[Extracted information Boundary: Start]

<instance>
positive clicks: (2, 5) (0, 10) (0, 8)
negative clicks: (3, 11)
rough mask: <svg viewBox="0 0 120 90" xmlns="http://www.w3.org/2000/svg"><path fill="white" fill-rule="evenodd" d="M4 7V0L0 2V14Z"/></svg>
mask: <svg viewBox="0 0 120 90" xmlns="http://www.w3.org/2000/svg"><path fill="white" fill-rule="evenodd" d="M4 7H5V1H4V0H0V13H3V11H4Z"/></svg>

[Extracted information Boundary: End]

Copy exactly, and only, the lines from the line that contains "rough mask: <svg" through the end of the data above.

- Response area -
rough mask: <svg viewBox="0 0 120 90" xmlns="http://www.w3.org/2000/svg"><path fill="white" fill-rule="evenodd" d="M4 7V0L0 2V14Z"/></svg>
mask: <svg viewBox="0 0 120 90" xmlns="http://www.w3.org/2000/svg"><path fill="white" fill-rule="evenodd" d="M4 7H5V1H4V0H0V13H3V11H4Z"/></svg>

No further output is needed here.